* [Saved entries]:
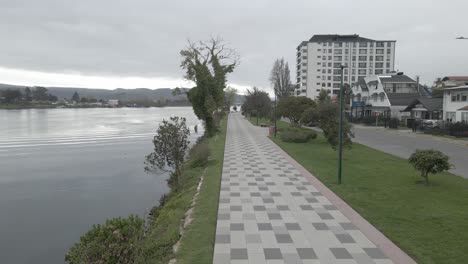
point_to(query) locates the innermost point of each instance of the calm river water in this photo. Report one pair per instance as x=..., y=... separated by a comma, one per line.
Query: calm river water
x=63, y=170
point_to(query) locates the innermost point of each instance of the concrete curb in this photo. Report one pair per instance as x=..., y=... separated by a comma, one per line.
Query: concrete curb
x=391, y=250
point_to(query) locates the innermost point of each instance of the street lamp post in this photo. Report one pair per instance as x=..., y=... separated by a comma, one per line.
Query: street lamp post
x=340, y=127
x=275, y=114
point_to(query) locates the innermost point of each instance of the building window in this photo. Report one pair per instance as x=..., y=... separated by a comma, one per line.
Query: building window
x=450, y=116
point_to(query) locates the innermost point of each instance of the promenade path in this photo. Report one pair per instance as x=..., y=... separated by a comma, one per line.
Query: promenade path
x=272, y=211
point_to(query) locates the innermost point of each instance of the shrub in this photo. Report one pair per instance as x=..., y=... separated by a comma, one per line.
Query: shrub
x=199, y=154
x=297, y=136
x=113, y=242
x=459, y=129
x=429, y=161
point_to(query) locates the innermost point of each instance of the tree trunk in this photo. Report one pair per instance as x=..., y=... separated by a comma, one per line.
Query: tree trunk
x=426, y=178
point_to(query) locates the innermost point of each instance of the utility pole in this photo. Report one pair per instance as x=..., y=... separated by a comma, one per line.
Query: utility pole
x=275, y=112
x=340, y=126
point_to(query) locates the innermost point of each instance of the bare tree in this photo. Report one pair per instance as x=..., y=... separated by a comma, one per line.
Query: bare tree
x=280, y=78
x=207, y=64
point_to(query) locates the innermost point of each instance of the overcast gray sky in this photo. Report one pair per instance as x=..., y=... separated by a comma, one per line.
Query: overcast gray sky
x=136, y=43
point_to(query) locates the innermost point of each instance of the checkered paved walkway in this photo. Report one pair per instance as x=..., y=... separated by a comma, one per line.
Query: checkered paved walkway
x=270, y=213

* [Aim of the task]: Your answer must be the records above, word for word, with no pictures.

* [Finished exercise]:
point_to(query) locates the innermost point of each instance of the calm river water in this photo. Report one pair per instance as x=..., y=... separated by a comma, one per line.
Query: calm river water
x=63, y=170
point_to(query) locates the innermost point of each instance of the concrete curb in this photo. Report one pair per instance as x=..., y=... separated by a comma, one per line.
Query: concrete curb
x=391, y=250
point_to(query) locates the innermost point of each instance of the street lamp post in this photo. Report one pair per instance as x=..., y=... separated by a comma, one per line.
Query: street lamp post
x=340, y=127
x=275, y=114
point_to(query) locates the innermost point of each instance of the building window in this photo. Report one pair per instance as x=..., y=... separated by a comma, one per line.
Query: building window
x=450, y=116
point_to(query) locates the innermost point of each instance of the promenade path in this photo. Report one pair per instance as x=..., y=... separated by a comma, one per line.
Query: promenade path
x=272, y=211
point_to(query) locates the innermost point of each instance of the shrub in this photo. Report one pair per instance as x=..., y=... separated by a comma, one per line.
Query: shrub
x=199, y=154
x=297, y=136
x=113, y=242
x=459, y=129
x=429, y=161
point_to(query) locates the innermost point of each instance of the tree trunk in this photo. Report one pair per instance as x=..., y=... separated by a comma, one per line.
Query: tree trunk
x=426, y=178
point_to(query) locates the innermost point of each instance of the utility pole in this photo. Report one pair per instance as x=..., y=... separated by a comma, one per line.
Query: utility pole
x=275, y=112
x=340, y=126
point_to(query) locates the innermost point of each instance of the bare tree in this photo. Report one pair per instance as x=..., y=... separated by a comma, one per line.
Query: bare tree
x=280, y=78
x=207, y=64
point_to(query) locates the innermost point of each instance of the overcast gray sky in this photo. Report one pair per instance as x=..., y=... separated by a comma, one per line.
Query: overcast gray sky
x=136, y=43
point_to(query) locates the innermost point of each instance of the checkered paved walkway in this photo. Report one pair per instance as x=..., y=... separated by a comma, one per line.
Query: checkered paved walkway
x=270, y=213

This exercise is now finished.